▶ SELECTED TEXT
§ §

The stipulation further establishes the amount of damages sustained by plaintiffs. The damages sustained by August Clement and Margie Bertrand Clement for the death of their son, Kevin, total $126,799.50, the amount received from U.S.F. & G.
Under the set of facts and legal conclusions submitted to the court, the remaining question is whether Trinity, as an uninsured motorist carrier, has an obligation to pay any portion of the damages suffered by plaintiffs Austin Clement and Margie Bertrand Clement.
It is plaintiffs position that the existence of an underinsured tort feasor, Robert Clement, operates to trigger the uninsured motorist provisions of the two Trinity policies, thereby making Trinity a solidary obli-gor with the two joint tort feasors, Robert Clement and Jason D. Dugas. Farnsworth v. Lumbermens Mutual Casualty Company, 442 So.2d 1340 (La.App. 3d Cir.1983). Applying the joint tort feasor solidary obligation principles announced in Harvey v. Travelers Insurance Company, 163 So.2d 915 (La.App.3d Cir.1964), plaintiff argues that Trinity is only entitled to credit for payment of one-half of the plaintiffs damages, presumably giving additional credit for the liability limits of the Dairyland policy covering the underinsured tort feasor, Robert Clement. Hebert v. Ordoyne, 388 So.2d 407 (La.App. 1st Cir., 1980). Plaintiffs argue that because the total damages suffered by the plaintiffs total $126,799.50 and because Robert Clement’s insurer can only contribute $11,000.00 toward that amount, Trinity becomes the excess insurer for Robert Clement and must pay up its available uninsured coverage limits total-ling $20,000.00. It is argued that Trinity cannot benefit from the settlement with the other joint tort feasor, Louisiana Tank, Inc., except to the one-half credit as seen in Harvey, supra.

§ §

▶ DATA SHOWN
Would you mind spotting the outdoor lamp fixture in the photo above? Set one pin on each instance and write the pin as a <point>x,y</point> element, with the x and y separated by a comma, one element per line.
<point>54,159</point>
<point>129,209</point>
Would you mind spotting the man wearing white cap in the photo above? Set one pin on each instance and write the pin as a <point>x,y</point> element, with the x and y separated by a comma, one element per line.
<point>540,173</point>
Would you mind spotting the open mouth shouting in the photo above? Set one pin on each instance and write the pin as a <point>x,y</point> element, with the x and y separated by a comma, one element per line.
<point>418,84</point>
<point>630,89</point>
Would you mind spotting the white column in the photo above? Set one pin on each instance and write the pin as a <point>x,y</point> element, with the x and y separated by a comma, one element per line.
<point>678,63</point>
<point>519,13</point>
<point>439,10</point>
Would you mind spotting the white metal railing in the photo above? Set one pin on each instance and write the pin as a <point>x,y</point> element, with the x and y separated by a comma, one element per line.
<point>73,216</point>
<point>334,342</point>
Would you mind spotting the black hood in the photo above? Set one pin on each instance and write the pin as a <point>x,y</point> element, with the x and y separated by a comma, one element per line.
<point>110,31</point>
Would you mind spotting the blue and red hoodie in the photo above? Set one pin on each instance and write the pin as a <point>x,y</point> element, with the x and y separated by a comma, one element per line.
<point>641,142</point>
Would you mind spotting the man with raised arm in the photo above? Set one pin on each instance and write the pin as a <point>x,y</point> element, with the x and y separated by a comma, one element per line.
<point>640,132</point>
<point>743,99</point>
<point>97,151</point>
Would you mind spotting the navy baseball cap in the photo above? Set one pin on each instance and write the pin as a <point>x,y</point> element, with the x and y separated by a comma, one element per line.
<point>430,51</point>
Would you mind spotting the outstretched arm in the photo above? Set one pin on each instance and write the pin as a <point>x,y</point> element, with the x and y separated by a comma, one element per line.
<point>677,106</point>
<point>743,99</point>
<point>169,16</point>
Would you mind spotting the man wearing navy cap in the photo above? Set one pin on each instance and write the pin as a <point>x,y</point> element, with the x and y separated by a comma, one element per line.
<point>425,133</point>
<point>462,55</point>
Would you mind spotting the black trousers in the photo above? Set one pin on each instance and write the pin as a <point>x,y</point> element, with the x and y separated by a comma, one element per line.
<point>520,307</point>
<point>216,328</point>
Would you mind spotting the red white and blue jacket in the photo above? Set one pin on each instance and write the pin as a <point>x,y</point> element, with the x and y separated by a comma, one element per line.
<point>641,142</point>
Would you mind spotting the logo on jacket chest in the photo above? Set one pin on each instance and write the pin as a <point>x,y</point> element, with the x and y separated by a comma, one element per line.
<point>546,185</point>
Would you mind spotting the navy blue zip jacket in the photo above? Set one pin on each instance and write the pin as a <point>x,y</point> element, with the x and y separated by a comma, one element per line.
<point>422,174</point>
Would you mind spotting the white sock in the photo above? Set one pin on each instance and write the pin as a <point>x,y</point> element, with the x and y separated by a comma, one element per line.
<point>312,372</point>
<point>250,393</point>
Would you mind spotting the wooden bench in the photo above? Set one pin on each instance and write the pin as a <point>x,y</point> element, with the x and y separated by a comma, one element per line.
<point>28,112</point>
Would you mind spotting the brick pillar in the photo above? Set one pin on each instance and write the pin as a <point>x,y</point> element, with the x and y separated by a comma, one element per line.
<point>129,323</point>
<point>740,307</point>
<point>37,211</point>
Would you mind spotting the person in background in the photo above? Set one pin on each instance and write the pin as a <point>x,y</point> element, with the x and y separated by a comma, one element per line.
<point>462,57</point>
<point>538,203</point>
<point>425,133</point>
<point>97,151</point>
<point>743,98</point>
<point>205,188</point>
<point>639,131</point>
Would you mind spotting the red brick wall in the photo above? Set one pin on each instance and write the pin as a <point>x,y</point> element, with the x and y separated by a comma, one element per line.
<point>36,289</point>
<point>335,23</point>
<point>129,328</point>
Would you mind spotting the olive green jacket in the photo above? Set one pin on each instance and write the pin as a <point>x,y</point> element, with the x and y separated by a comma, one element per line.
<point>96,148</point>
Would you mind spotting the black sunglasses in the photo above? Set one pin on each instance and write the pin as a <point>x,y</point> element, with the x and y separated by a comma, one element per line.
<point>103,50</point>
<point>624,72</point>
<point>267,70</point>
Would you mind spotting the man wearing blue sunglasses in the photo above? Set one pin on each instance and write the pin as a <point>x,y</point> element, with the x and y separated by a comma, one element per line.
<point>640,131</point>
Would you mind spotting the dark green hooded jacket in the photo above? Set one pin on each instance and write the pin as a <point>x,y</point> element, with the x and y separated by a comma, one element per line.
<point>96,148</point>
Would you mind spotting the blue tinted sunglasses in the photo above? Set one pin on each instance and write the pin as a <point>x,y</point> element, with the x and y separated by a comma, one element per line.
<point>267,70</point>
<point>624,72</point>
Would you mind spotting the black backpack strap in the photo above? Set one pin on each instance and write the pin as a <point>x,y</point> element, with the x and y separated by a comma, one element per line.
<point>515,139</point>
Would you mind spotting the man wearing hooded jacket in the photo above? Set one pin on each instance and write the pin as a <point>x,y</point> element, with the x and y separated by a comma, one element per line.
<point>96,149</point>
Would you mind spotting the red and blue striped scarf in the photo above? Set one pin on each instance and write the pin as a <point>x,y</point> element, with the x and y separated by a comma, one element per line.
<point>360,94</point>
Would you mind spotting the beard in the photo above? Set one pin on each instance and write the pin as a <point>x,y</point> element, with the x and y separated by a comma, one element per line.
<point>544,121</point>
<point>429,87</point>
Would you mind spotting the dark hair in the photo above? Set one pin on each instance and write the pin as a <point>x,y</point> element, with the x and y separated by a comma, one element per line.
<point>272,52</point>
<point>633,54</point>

§ §

▶ GOAL 1
From the opinion excerpt, set down the passage that opens with the words containing "Under the set" and closes with "Margie Bertrand Clement.", word for word.
▶ GOAL 2
According to the opinion excerpt, what is the total of Trinity's available uninsured coverage limits?
Answer from the opinion excerpt alone.

▶ RIGHT ANSWER 1
Under the set of facts and legal conclusions submitted to the court, the remaining question is whether Trinity, as an uninsured motorist carrier, has an obligation to pay any portion of the damages suffered by plaintiffs Austin Clement and Margie Bertrand Clement.

▶ RIGHT ANSWER 2
$20,000.00